=== The exercise ===
Continue the article about songs for life's moments from the point where it stops.

=== Text extract ===

Life
From unrequited love to landing your dream job: 16 songs to guide you through life
Updated 7 years ago
Alice Vincent, music writer for The Telegraph, selects 16 songs by female artists to soundtrack every moment of your life - from the highs to the lows, and everything in between.
We're all adults - or at least pretending to be - which means we've most likely encountered heartbreak and happiness of different forms.
The unexpected happens and it can either make or break your day, week, or month. Sometimes you'll be knocked for six and the quiet just becomes too overwhelming. This is when music comes in: there's a reason why it's used to such profound effect on film soundtracks.
So why not create a soundtrack for your life? From landing your dream job to breaking-up with your best friend, these songs will help get you through - or at least make you feel less alone.
1. When you land that awesome new job
Song: Hole, Celebrity Skin
Remember the scene when Bridget Jones tells Daniel Cleaver to shove his job up his arse? This song would soundtrack that moment perfectly. Courtney Love’s rip-roaring hit may have been inspired by society’s expectations of women and standards of beauty, but it works well for any kind of life makeover - as perfectly demonstrated in Clueless, too. Forget the leaving cards and the colleagues you pretend to like and celebrate leaving that hell-hole you call the office.
2. When your relationship’s going a bit wonky
Song: Solange, Losing You
Going on a girls’ night out is an age-old remedy for lost love, but dancing around in your bedroom comes a second best. Solange, aka Beyoncé’s little sister, does so in a killer trouser suit on her enormous 2013 comeback single Losing You, which shimmers with Dev Hynes’ production while delivering tears-on-the-dancefloor truths. I guarantee that, whatever happens, it’ll make you feel better.
3. When you fall out with your best mate - and you want to make it right
Sarah McLachlan, When She Loved Me
Tissues at the ready. One of the reasons why Toy Story’s soundtrack was better than most created by Disney is because they got proper songwriters to create it. Just as Randy Newman wrote You’ve Got a Friend in Me, so McLachlan put out When She Loved Me. This feather light ballad lands with the softness of falling leaves but pierces deep for anyone who longs for a friendship that used to be better.
4. If you fall in love with someone else’s man
Robyn, Call Your Girlfriend
Sometimes matters of the heart need a wonky, insistent electro beat. Especially if you’re being the other woman. Robyn is firm but fair in this instructive Scandi-pop ballad: let her down easy. Sometimes love isn’t right, but Robyn manages to contort this betrayal into something for the greater good.

=== Data shown ===

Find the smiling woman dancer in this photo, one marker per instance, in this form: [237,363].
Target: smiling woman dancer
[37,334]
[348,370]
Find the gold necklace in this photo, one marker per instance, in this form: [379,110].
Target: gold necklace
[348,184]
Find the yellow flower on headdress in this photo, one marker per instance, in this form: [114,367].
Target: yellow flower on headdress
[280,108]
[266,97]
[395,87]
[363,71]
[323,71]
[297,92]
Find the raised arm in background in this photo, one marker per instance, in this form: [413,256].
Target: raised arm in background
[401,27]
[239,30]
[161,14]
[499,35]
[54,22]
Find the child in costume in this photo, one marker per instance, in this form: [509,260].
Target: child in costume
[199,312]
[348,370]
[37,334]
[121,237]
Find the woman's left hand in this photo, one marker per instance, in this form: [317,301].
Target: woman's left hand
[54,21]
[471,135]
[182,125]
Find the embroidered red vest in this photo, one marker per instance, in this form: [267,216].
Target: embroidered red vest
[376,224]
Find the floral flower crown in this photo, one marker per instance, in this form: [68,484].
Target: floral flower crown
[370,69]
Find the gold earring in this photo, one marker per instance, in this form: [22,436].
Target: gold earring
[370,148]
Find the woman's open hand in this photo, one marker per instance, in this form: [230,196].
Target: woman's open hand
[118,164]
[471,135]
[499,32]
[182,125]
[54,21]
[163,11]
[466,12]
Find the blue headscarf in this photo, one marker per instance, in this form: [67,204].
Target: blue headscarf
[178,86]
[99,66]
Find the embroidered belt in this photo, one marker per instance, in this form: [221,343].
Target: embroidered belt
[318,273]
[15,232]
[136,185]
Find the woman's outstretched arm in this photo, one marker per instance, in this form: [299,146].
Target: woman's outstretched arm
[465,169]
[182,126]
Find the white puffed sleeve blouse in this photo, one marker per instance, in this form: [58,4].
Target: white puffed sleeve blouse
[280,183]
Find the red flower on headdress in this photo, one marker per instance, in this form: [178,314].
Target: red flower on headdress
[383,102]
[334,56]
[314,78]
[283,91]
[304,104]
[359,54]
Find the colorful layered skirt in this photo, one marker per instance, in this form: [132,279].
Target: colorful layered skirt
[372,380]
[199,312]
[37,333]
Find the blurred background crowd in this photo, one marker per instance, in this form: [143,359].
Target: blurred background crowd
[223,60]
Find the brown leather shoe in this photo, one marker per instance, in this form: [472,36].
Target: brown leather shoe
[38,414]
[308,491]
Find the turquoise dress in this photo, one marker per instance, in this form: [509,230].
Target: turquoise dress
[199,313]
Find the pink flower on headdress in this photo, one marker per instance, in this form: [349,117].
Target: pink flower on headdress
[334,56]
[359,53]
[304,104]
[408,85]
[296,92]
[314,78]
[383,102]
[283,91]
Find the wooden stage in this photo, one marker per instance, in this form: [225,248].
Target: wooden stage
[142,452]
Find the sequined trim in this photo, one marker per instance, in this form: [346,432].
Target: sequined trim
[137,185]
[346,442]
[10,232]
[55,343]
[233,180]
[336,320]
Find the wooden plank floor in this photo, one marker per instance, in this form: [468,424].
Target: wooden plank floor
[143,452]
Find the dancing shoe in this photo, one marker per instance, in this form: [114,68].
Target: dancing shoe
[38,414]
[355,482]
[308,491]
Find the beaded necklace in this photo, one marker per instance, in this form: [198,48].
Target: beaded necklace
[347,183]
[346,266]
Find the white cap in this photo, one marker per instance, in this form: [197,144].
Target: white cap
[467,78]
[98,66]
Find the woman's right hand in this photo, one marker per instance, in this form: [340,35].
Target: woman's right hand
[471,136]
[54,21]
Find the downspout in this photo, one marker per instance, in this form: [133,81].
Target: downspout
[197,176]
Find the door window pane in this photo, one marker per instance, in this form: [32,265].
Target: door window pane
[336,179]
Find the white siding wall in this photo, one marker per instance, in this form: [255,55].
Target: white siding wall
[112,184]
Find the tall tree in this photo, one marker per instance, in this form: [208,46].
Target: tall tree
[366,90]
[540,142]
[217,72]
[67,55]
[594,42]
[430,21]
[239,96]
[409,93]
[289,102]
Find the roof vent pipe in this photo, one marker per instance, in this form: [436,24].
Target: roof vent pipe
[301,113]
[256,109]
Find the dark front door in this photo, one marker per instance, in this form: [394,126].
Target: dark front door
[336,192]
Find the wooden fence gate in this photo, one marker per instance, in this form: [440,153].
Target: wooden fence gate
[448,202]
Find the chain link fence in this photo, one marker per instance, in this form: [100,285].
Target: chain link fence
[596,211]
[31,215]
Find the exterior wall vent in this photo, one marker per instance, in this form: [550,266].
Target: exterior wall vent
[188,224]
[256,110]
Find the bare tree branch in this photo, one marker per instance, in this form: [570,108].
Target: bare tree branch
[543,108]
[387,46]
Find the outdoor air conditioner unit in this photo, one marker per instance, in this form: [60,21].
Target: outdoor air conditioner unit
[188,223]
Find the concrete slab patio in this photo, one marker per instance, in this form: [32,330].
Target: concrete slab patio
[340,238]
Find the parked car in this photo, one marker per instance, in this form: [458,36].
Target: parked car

=== Written response ===
5. If your man falls in love with someone else
Adele, Cold Shoulder
If you’re in a romantic pickle, a good old Adele binge will do wonders. But return to this 19-era nugget of jittery pain if your partner’s done the dirty: in the space of three minutes the Tottenham-born poet transforms her feelings from full-blown rejection to quiet vengeance. There is healing here, and it comes from belting out the pain.
6. When you’re feeling anxious, depressed or a little wobbly
TLC, Unpretty
TLC’s sophomore album, Crazysexycool, is a superb soundtrack for most things, but for a heartfelt pick-me-up turn to their third effort, Fanmail. Unpretty topped the US charts for three weeks in 1999, so you’re guaranteed to have heard it before - but, more than 25 years on, it’s message remains pertinent: beauty lives within, screw those who make you feel smaller or lesser than you are. Sometimes we all need that reminder.
7. When you have an enormous crush on someone
Janet Jackson, He Doesn’t Even Know That I’m Alive
Having a whopping great big crush on someone is enough to make us all resort to schoolgirl feelings. So it’s in this vein that we turn to Janet. Specifically mid-Eighties, Control, shoulder-pads-and-big-ponytail Janet, who really fancies someone she’s managed to get a photo of and put next to her bed (creepy, but we’ll let it pass). Next time you can’t muster the courage to look Attractive Calum From Accounts in the eye, remember you’re not alone.
8. When you feel like the biggest loser in the world
Kacey Musgraves, Follow Your Arrow
If you’ve not encountered Musgraves, she’s like Taylor Swift with fewer snake emojis. Follow Your Arrow may sound schmaltzy, but a closer reflection on the lyrics will highlight the Texan’s empowering message: forget expectations, ignore your critics, do what makes you feel good. By the end of it, you’ll realise that there is too much out there to be worrying about that (not-stupid) thing you said in a meeting earlier.
9. When you know you’re looking absolutely on-point
Sleigh Bells, Rill Rill
Braces? What about them? Alexis Krauss’s just-saccharine-enough vocals trill over this gently badass ode to adolescent defiance, accepting yourself and developing the best girl gang. You’d be forgiven for not understanding the lyrics, and that’s ok, because the gleefully building crescendo of this indie hit provides the perfect catwalk-strutting soundtrack - wherever you chose to walk it.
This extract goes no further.